═══ Data for processing ═══
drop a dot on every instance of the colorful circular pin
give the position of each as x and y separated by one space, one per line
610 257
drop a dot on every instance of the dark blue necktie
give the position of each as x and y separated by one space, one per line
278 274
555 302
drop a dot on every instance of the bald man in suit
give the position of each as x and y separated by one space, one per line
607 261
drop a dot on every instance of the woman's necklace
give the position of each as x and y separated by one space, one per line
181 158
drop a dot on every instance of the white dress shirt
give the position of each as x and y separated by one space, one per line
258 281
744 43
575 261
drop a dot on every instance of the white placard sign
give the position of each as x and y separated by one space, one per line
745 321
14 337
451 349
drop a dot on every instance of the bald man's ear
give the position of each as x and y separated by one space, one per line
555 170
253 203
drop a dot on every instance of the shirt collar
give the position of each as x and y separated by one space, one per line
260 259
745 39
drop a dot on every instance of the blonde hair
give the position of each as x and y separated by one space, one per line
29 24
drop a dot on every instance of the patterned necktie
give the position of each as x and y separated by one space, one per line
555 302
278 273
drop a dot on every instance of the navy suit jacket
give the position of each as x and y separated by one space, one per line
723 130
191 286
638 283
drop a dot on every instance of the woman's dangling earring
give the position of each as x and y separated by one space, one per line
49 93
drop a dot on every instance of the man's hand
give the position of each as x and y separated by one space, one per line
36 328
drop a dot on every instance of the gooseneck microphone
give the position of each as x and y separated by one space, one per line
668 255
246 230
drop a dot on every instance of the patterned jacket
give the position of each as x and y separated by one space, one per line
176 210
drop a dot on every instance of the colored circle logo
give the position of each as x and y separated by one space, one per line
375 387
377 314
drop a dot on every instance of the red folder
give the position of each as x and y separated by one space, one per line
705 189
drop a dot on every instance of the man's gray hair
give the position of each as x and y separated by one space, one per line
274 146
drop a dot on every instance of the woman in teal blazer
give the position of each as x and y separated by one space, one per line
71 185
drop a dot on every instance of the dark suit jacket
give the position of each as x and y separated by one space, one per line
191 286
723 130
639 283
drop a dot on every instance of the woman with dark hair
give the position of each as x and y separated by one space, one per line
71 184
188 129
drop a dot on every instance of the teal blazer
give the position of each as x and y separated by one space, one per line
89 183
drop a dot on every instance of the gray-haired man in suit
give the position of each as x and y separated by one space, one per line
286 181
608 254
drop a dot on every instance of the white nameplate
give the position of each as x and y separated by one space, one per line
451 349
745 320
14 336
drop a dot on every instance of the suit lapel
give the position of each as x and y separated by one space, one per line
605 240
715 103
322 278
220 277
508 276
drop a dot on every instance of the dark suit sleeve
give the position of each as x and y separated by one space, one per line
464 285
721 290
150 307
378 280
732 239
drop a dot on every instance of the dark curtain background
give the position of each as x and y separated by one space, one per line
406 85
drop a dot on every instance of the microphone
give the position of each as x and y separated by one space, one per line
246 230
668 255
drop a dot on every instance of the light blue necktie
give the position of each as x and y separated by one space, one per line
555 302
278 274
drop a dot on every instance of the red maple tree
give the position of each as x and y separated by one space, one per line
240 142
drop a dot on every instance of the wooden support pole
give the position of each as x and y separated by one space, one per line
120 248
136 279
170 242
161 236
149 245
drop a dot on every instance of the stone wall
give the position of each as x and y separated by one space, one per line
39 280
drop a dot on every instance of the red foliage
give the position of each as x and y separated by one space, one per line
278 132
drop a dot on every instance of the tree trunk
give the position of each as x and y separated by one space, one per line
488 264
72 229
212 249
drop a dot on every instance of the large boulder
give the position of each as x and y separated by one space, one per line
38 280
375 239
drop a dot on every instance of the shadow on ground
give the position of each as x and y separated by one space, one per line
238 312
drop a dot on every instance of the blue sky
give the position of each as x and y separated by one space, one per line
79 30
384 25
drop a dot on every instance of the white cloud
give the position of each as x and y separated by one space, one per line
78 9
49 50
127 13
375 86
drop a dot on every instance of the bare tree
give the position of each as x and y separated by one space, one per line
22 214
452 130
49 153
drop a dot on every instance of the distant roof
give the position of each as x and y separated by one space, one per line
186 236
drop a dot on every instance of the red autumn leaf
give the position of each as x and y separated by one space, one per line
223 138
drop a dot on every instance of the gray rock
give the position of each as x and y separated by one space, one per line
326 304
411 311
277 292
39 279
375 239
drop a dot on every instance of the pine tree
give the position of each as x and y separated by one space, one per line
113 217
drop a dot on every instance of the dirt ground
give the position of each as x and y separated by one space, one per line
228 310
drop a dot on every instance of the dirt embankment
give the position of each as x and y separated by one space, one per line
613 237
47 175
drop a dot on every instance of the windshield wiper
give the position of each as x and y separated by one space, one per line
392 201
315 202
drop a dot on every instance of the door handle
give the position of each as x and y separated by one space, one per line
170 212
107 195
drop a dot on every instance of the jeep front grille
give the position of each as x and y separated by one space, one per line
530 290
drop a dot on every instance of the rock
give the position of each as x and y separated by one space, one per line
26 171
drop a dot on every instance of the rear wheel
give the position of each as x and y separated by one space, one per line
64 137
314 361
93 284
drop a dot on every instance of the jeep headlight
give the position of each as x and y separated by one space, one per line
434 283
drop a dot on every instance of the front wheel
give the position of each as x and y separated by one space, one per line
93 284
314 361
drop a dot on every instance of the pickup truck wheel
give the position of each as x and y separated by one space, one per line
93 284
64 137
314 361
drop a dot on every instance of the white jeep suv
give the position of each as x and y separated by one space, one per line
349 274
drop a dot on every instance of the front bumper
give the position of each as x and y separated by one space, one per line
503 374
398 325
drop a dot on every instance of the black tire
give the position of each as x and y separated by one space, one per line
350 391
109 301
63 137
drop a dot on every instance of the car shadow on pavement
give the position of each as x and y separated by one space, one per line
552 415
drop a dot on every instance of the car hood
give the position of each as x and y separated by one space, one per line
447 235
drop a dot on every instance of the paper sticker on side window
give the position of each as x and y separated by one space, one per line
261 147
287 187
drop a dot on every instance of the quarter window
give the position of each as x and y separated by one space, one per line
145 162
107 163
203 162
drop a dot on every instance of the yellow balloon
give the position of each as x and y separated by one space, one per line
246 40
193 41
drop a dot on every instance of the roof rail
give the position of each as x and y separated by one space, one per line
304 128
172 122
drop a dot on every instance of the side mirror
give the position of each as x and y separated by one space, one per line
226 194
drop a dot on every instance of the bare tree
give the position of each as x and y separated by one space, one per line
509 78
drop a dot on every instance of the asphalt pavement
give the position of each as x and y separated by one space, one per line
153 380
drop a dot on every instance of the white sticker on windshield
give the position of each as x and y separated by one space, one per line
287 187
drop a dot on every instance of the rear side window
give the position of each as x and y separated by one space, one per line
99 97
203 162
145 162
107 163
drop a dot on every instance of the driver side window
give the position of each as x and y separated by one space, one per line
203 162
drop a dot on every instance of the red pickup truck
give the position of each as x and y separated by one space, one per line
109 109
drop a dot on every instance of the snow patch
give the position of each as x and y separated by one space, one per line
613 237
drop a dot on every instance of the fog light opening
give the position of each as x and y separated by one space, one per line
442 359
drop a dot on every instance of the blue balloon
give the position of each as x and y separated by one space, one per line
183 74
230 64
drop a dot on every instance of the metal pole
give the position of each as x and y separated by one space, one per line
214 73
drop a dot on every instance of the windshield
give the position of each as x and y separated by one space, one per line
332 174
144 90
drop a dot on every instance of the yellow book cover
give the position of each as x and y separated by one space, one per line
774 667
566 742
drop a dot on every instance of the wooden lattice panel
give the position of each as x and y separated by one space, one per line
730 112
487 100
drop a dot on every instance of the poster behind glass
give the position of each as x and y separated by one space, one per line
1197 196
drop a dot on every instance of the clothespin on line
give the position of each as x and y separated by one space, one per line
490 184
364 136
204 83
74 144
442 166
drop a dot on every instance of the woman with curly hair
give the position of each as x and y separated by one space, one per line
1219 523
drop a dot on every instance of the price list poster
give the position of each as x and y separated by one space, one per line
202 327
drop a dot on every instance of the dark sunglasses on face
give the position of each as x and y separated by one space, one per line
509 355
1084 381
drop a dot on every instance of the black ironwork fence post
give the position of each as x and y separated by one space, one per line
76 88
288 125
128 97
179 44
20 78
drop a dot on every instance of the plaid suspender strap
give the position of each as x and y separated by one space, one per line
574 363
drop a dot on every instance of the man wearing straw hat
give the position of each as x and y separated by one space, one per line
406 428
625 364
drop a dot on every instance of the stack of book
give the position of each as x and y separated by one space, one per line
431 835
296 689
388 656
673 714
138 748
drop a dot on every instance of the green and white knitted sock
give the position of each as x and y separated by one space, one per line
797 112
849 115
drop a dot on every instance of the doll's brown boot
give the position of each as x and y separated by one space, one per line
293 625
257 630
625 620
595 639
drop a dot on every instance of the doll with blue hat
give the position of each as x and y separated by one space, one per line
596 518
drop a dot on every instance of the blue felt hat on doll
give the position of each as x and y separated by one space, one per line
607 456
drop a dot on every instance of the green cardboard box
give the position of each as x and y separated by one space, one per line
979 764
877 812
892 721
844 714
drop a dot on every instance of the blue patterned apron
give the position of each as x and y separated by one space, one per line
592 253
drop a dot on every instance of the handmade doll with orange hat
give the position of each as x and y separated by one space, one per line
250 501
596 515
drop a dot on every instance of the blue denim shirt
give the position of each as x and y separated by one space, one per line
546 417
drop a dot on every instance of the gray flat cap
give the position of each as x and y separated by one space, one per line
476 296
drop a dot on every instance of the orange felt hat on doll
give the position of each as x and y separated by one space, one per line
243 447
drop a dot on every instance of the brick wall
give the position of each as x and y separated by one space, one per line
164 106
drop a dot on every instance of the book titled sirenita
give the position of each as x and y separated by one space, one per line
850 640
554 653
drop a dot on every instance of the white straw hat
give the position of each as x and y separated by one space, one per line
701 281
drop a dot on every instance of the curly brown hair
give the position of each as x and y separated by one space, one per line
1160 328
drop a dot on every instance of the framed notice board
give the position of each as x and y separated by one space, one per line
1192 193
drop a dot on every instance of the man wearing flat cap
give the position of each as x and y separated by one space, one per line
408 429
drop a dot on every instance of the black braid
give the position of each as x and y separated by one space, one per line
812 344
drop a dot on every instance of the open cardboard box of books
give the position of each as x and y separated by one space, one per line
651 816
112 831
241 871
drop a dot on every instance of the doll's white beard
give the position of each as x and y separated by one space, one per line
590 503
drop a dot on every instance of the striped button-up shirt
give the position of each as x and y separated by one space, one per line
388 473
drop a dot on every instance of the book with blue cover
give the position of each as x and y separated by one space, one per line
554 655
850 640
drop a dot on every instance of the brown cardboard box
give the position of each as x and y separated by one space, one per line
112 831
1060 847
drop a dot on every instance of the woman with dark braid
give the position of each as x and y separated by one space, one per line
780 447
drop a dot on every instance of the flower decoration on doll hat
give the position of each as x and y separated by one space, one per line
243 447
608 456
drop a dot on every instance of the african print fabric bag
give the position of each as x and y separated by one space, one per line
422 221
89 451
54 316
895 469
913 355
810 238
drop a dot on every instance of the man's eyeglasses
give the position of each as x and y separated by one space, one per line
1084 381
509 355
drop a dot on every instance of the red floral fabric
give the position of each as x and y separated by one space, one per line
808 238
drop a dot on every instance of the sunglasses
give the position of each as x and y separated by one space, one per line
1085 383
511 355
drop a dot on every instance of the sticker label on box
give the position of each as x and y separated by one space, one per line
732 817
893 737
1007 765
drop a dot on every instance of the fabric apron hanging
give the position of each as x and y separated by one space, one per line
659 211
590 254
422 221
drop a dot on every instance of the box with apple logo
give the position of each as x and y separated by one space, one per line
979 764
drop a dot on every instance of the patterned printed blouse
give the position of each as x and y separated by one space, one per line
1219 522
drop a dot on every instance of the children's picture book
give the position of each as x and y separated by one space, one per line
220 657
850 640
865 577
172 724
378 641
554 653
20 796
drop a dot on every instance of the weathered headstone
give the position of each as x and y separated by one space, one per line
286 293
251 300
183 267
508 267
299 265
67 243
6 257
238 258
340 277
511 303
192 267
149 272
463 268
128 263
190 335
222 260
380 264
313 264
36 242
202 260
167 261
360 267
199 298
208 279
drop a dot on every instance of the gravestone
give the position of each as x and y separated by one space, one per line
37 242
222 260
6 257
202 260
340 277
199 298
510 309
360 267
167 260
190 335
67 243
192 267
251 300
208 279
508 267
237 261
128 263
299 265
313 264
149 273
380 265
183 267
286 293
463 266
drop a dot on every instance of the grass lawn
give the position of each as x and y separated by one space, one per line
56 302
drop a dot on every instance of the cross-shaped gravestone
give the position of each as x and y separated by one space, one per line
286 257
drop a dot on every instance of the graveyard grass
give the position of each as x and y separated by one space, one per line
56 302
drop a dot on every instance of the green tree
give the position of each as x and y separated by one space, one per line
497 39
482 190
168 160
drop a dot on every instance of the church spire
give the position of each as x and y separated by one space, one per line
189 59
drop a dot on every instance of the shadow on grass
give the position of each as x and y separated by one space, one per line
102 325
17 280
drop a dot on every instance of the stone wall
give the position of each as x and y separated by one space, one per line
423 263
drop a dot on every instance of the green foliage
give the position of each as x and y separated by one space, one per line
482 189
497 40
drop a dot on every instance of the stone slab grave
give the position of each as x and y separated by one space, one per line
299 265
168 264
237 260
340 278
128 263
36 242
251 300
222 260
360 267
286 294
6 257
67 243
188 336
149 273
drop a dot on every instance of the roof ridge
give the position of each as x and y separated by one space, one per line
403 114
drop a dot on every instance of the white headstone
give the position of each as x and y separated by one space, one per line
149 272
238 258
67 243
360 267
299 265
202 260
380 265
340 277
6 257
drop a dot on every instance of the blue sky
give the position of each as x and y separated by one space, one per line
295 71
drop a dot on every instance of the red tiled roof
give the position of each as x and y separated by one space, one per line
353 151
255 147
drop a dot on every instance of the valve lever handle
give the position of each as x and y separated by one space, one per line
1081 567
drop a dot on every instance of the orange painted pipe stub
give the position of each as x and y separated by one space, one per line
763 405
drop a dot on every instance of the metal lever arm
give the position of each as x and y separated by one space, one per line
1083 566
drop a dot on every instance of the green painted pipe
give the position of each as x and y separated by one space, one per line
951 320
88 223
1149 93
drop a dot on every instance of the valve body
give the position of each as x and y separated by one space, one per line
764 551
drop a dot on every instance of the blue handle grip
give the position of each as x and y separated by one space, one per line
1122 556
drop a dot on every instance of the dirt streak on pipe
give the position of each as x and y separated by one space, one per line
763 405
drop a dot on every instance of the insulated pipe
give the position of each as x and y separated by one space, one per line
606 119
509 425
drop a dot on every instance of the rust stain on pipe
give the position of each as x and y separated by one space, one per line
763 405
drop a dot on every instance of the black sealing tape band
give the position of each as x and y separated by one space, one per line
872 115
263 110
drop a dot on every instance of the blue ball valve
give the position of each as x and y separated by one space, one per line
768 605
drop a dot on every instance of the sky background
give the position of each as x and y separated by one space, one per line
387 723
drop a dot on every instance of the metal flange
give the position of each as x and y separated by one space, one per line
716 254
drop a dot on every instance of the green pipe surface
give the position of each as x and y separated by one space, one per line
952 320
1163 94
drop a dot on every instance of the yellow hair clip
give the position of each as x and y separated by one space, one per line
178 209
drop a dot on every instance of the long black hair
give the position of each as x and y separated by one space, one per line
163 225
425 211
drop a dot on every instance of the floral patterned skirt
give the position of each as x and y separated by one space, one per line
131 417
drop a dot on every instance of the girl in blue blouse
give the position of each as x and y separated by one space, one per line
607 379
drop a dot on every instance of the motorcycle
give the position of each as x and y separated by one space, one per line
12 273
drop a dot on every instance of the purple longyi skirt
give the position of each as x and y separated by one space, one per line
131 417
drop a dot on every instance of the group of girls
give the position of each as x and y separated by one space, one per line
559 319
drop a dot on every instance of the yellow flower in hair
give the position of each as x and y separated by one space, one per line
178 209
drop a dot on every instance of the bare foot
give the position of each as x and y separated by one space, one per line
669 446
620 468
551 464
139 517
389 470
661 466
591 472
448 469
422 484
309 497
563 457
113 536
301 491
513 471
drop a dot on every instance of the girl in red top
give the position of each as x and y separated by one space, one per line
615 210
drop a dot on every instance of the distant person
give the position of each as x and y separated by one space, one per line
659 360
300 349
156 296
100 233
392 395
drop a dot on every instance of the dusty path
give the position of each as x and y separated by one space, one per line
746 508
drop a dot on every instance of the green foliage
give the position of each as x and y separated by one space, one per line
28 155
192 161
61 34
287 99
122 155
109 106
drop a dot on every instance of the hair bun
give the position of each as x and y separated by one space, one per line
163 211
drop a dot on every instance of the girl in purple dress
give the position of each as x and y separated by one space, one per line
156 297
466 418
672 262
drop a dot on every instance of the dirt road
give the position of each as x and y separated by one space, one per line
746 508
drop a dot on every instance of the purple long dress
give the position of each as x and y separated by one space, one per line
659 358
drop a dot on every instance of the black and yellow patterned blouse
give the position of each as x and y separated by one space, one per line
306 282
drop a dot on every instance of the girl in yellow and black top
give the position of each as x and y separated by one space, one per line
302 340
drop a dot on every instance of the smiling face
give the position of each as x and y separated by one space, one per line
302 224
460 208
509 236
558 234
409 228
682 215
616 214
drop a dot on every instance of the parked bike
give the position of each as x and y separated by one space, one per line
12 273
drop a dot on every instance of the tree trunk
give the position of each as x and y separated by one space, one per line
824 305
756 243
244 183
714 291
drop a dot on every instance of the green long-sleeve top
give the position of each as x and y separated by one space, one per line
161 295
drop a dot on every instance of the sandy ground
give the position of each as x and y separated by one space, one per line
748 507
═══
▶ _Exercise directions_: Extract, verbatim, the lines from the one containing "drop a dot on every instance of the hair bun" through the last line of the listing above.

▶ _Written answer_:
drop a dot on every instance of the hair bun
give the position of each as x and y separated by one space, one per line
163 211
drop a dot on every instance of the girl in purple dress
give the position of each as x and y separated by one space, one per line
156 297
466 418
672 262
drop a dot on every instance of the dirt road
give the position of each as x and y separated by one space, one per line
746 508
drop a dot on every instance of the purple long dress
give the position of each as x and y separated by one space, one per line
659 358
drop a dot on every instance of the black and yellow patterned blouse
give the position of each as x and y separated by one space, one per line
306 282
drop a dot on every instance of the girl in yellow and black top
give the position of each as x and y separated by one space, one per line
302 340
drop a dot on every instance of the smiling face
give the position of each as x and y separated by one space, one per line
302 224
460 208
509 236
558 234
409 228
682 215
616 214
drop a dot on every instance of the parked bike
give the position of each as x and y separated by one space, one per line
12 273
drop a dot on every instance of the tree trunk
give the position of each as x and y separated by one space, one per line
824 305
756 243
244 183
714 291
drop a dot on every instance of the green long-sleeve top
give the position of each as x and y separated by one space, one per line
161 295
drop a dot on every instance of the sandy ground
give the position of each as x and y separated by one space, one per line
748 507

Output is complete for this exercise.